== Work request ==
The entries below contain a line with "Query: red chair illustration" and a line with "Query: black jacket sleeve". Retype exactly everything from the first down to the second, both included, and nothing else.

___ Recorded data

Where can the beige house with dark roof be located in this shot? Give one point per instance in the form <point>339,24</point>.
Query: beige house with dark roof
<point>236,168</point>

______
___ Recorded data

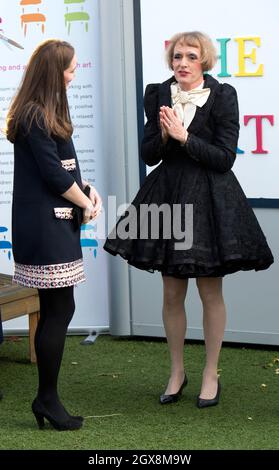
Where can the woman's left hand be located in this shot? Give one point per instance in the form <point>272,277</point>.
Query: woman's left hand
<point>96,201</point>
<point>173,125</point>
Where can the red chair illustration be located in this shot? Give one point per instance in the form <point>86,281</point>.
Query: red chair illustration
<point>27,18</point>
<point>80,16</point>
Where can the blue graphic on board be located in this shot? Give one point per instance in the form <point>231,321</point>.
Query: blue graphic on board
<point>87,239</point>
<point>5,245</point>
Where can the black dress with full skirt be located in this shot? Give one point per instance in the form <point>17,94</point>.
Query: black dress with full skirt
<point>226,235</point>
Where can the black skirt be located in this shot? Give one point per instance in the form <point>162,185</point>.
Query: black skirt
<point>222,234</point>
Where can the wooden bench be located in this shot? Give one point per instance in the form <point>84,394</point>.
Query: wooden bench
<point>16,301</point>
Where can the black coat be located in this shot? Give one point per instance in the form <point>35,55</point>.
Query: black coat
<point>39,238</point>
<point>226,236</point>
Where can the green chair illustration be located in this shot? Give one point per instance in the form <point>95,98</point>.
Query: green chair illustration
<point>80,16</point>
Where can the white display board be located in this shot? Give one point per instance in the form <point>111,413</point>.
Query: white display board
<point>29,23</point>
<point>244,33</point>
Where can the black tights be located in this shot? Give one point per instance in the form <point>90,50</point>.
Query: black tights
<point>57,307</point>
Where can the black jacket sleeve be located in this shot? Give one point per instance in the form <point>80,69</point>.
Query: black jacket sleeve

______
___ Recorded data

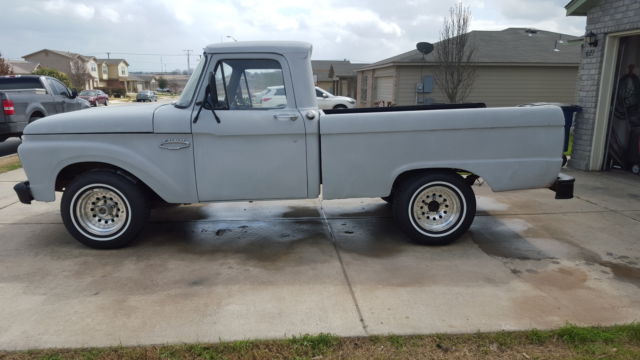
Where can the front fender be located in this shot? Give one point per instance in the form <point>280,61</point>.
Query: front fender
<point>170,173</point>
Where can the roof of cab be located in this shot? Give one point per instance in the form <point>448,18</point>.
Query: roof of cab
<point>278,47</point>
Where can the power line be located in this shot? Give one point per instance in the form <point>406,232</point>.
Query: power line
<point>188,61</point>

______

== Response to the exercise ==
Query: red chair illustration
<point>27,18</point>
<point>80,16</point>
Where can the blue graphic on board be located in this shot? Give one point per instance in the form <point>231,321</point>.
Query: blue graphic on board
<point>87,239</point>
<point>5,245</point>
Where can the black dress with full skirt be located in this shot? Give one point per instance in the form <point>17,94</point>.
Query: black dress with full skirt
<point>226,235</point>
Where can the black skirt be located in this shot? Give one point per instance in the form <point>162,185</point>.
Query: black skirt
<point>222,234</point>
Where can the wooden bench be located in this shot? Give one point per instance in the form <point>84,394</point>.
Query: wooden bench
<point>16,301</point>
Where can the black coat be located in this shot? Give one point per instance in the form <point>35,55</point>.
Query: black coat
<point>39,238</point>
<point>226,236</point>
Where can the green chair illustration be located in this shot? Give one point per instance in the form <point>95,98</point>.
Query: green chair illustration
<point>80,16</point>
Where can the white display board be located in this shot? Give one point per instance in the form <point>111,413</point>.
Query: white display board
<point>29,23</point>
<point>244,33</point>
Where can the black tights be located in this shot? Give one point per instance in the form <point>90,50</point>.
Query: black tights
<point>57,307</point>
Where can the black jacket sleeve be located in this shot? Give one point per instance in the form <point>80,69</point>.
Query: black jacket sleeve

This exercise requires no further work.